╭─ ФРАГМЕНТ ТЕКСТА
Потому-то гибель поэта и была пережита как трагедия – личная для каждого и общенародная. И если кто-то питал надежду, что Слово умолкнет и забудется, – этой надежде не суждено было сбыться. Угроза молчания была уже нестерпима. Впервые, пожалуй, за десятки лет страна испытала шоковую потребность высказать себя. Все, что говорилось тогда на полуофициальных собраниях, стихийных поминках, в домах и поездах, видится теперь как сплошной, без границ, несанкционированный митинг вокруг могилы поэта (сакраментальное словосочетание для русской культуры!), на который вышел народ. Смерть Высоцкого проявила истинный вес и реальную цену Слова. Само имя его стало паролем, катализатором общественных процессов: по отношению к нему уже тогда обозначались и консолидировались будущие общественные партии.

Соответственно и вопрос об издании стихов Высоцкого лишь поверхностно относился к компетенции литературоведов или Союза советских писателей, в подтексте же скрывал зачастую предмет более кардинальных дискуссий, невозможных тогда в открытую: о степени антидемократичности общества, об антигуманности и кретинизме господствующего в стране тоталитарного режима, о несвободе человека и ежедневном надругательстве над его достоинством. Художественный феномен Высоцкого оказался нераздельно впаян в самую сердцевину нашей жизни. Любой разговор о нем был чреват или становился разговором о нас, наших бедах и перспективах. Сочувственное упоминание о нем или посвященная ему статья воспринимались, а нередко и являлись на самом деле формой косвенной критики существующего порядка и протеста против него. В этих условиях оказывалась невозможной по отношению к умершему поэту та плотная обструкция, которую ему так и не удалось преодолеть при жизни. Слишком одиозным, компрометирующим власти был прежний запрет. «Лучшее» из наследия Высоцкого необходимо было разрешить напечатать. В конце концов, ведь это только «слова, слова». Публика должна была сама убедиться, что ничего «особенного» в них нет. У властей тоже должен был появиться «свой» Высоцкий.

3.  ОТ «СВОЕГО» – К «СОБСТВЕННО» ВЫСОЦКОМУ

Уже в этой – неважно, в какой мере сознательной, – диалектике запрета-разрешения просвечивает одна из главных проблем осмысления Высоцкого в 80-е годы, ставшие в нашей культуре поистине десятилетием Высоцкого, – столь всеобщим и устойчивым был интерес к нему. Эта проблема заключается в том, чтобы понять природу эстетической сущности и художественной ценности оставленного им поэтического наследия. Весь процесс публикации этого наследия демонстрирует приближение к осознанию важности этой проблемы и невозможности обойти ее.

Входя в литературу посмертно, поэт продолжал доказывать свое право на «место в строю», но найти и определить для него это место брались теперь другие, и это походило отчасти на соревнование между собой разных Высоцких – «своих» для издателей, составителей, редакторов[6]. Вкусовые пристрастия соседствовали здесь с соображениями лояльности, приличия, цензурной проходимости стихотворений. Однако если поначалу преобладало стремление, особенно заметное в «Нерве», предписать Высоцкому его место, то в изданиях 1988-1989 гг. ему позволено гораздо больше самостоятельности. Если в начале десятилетия для успокоения общественного мнения издателю было дозволено и доверено под свою ответственность решить вопрос о том, что, собственно, у Высоцкого может быть отнесено к произведениям поэзии, – то более свободный издатель конца десятилетия, – и это хорошо видно, – стоит перед задачей, если не полного, то хотя бы пропорционального (в тематическом, жанровом, хронологическом плане) и потому более адекватного представления поэзии Высоцкого как таковой[7]. Слово поэта, раскрепощавшее нас, раскрепощалось вместе с нами.
╰─
В каком издании, согласно фрагменту текста, особенно заметно стремление предписать Высоцкому его место?
╭─ ИСХОДНЫЕ ДАННЫЕ
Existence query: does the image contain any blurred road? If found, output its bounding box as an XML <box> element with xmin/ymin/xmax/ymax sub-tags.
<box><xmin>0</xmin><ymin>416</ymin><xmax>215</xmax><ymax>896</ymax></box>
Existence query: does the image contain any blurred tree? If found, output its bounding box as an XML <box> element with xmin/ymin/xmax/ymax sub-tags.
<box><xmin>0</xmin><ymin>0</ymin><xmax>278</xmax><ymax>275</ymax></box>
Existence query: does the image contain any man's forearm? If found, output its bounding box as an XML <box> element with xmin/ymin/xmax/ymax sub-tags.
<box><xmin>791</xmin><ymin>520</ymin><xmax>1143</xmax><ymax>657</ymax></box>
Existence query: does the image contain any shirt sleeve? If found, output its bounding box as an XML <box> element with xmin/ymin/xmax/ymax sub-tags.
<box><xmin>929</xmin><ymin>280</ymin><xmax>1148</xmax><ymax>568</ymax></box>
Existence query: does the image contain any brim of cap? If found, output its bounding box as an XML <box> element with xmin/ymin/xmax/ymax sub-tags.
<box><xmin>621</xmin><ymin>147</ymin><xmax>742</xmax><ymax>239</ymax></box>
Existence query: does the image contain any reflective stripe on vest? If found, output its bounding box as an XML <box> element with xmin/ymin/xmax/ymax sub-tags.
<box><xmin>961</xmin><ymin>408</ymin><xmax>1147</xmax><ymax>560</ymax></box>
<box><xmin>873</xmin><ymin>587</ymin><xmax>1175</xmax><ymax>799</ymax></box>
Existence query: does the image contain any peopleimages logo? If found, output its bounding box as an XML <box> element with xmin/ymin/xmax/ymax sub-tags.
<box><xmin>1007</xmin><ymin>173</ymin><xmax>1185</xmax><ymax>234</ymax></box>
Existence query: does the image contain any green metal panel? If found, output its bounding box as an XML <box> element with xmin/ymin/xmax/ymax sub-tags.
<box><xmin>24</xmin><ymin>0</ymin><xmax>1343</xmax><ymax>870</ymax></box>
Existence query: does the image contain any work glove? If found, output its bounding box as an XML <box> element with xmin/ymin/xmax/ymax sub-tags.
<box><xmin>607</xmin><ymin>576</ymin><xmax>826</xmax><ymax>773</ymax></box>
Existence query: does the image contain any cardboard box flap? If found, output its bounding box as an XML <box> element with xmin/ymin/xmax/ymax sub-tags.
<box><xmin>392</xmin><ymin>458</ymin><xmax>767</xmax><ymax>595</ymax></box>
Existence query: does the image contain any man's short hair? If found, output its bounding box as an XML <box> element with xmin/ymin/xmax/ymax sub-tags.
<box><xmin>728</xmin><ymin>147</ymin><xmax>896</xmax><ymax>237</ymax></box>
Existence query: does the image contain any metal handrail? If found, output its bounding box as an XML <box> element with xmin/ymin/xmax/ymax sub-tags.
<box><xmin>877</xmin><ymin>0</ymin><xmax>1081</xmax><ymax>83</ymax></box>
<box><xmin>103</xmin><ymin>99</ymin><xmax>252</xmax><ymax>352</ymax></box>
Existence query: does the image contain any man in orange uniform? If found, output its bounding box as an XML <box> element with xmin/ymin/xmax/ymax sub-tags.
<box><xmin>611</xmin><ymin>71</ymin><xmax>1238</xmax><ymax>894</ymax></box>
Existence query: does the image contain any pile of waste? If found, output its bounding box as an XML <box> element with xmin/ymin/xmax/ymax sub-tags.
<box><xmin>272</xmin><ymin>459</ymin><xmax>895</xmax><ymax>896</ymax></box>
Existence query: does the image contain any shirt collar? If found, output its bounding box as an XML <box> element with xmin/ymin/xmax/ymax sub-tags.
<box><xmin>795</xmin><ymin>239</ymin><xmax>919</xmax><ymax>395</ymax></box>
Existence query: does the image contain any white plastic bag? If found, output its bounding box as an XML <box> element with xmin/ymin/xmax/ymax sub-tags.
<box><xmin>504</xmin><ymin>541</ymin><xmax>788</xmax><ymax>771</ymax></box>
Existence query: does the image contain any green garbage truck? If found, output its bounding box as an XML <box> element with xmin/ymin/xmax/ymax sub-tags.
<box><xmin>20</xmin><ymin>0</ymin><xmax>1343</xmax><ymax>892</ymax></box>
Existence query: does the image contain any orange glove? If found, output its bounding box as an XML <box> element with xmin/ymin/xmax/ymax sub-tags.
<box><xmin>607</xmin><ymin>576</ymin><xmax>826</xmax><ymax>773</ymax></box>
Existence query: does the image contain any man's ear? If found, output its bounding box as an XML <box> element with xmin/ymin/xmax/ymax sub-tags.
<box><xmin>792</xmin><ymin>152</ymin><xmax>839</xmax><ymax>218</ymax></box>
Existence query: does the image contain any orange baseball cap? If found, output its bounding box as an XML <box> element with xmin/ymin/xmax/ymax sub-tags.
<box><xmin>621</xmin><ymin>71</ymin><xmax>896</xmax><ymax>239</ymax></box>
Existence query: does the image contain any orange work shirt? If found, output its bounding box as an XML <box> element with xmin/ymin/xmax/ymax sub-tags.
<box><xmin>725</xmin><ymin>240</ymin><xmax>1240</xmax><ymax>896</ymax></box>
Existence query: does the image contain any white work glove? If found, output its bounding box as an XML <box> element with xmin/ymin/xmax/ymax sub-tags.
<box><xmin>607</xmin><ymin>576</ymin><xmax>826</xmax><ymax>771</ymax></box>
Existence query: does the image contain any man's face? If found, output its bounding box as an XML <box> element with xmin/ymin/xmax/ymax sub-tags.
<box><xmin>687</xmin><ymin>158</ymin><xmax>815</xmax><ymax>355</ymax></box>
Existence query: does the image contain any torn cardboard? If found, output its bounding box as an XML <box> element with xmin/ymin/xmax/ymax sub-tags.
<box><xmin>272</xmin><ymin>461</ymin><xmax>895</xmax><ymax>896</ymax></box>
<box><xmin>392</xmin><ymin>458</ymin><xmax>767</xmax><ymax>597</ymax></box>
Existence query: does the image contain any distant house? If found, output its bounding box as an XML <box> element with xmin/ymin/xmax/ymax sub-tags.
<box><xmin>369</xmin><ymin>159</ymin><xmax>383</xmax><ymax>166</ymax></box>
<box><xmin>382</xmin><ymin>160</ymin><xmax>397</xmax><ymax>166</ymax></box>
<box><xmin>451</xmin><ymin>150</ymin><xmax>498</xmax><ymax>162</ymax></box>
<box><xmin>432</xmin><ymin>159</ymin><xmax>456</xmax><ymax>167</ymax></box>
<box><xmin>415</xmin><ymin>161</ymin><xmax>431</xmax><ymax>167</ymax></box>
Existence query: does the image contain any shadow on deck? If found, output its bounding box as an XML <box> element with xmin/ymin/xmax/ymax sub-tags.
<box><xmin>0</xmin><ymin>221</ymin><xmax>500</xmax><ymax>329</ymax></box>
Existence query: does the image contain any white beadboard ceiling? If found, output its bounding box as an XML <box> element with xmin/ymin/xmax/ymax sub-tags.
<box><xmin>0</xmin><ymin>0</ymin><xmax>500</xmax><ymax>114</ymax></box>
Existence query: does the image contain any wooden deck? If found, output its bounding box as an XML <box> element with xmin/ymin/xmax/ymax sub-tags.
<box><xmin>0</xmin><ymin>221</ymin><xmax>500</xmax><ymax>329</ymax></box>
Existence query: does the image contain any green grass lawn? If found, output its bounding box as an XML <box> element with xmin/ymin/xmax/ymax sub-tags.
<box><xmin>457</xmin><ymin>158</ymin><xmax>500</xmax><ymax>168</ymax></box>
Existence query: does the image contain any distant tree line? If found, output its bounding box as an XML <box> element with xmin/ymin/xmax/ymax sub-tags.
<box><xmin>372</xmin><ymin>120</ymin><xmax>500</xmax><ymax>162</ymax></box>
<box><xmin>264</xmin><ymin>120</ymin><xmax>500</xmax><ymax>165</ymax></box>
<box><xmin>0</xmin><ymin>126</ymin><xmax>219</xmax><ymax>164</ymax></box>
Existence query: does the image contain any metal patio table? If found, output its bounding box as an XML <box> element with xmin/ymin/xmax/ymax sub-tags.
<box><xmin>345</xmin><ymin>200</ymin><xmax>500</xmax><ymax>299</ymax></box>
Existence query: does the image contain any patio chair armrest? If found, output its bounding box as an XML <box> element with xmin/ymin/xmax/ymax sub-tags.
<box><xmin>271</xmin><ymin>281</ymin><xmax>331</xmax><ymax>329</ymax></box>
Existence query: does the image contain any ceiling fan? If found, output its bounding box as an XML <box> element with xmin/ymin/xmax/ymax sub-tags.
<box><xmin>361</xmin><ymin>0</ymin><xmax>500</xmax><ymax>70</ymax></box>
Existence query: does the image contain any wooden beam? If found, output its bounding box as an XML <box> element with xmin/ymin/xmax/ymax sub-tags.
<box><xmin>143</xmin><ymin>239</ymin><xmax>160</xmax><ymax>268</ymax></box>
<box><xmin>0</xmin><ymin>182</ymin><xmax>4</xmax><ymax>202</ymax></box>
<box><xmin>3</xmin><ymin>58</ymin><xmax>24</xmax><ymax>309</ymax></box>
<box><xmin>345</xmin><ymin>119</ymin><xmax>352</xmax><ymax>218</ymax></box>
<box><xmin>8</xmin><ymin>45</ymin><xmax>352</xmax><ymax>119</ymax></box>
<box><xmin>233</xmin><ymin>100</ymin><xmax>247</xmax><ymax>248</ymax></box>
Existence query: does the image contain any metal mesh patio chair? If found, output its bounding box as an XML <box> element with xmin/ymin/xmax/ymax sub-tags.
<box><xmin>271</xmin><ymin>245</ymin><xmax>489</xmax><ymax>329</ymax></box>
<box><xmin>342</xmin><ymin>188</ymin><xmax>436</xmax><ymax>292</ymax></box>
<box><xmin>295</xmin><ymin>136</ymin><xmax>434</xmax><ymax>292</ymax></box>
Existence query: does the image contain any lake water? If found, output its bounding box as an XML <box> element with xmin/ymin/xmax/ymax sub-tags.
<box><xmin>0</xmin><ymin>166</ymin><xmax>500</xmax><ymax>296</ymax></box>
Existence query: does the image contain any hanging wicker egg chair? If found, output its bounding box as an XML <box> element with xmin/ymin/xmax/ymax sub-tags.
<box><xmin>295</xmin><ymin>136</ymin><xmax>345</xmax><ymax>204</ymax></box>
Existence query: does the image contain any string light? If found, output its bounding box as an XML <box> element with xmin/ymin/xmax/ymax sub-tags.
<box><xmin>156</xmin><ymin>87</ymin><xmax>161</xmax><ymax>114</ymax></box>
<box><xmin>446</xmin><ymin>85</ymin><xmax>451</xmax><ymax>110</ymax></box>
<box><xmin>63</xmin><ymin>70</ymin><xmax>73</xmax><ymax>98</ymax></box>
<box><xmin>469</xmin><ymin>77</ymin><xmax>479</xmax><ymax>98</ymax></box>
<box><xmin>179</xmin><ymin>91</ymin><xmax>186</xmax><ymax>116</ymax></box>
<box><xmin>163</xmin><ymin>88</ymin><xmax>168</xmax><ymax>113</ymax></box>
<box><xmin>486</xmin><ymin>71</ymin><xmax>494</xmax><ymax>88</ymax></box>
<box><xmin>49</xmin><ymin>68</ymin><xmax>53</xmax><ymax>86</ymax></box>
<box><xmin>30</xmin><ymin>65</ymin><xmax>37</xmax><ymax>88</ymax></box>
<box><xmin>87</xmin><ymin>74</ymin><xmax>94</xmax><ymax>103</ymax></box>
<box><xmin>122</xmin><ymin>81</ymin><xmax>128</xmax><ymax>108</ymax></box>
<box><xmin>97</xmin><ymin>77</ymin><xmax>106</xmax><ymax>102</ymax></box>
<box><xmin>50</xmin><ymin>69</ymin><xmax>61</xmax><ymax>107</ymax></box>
╰─
» ОТВЕТ
В «Нерве».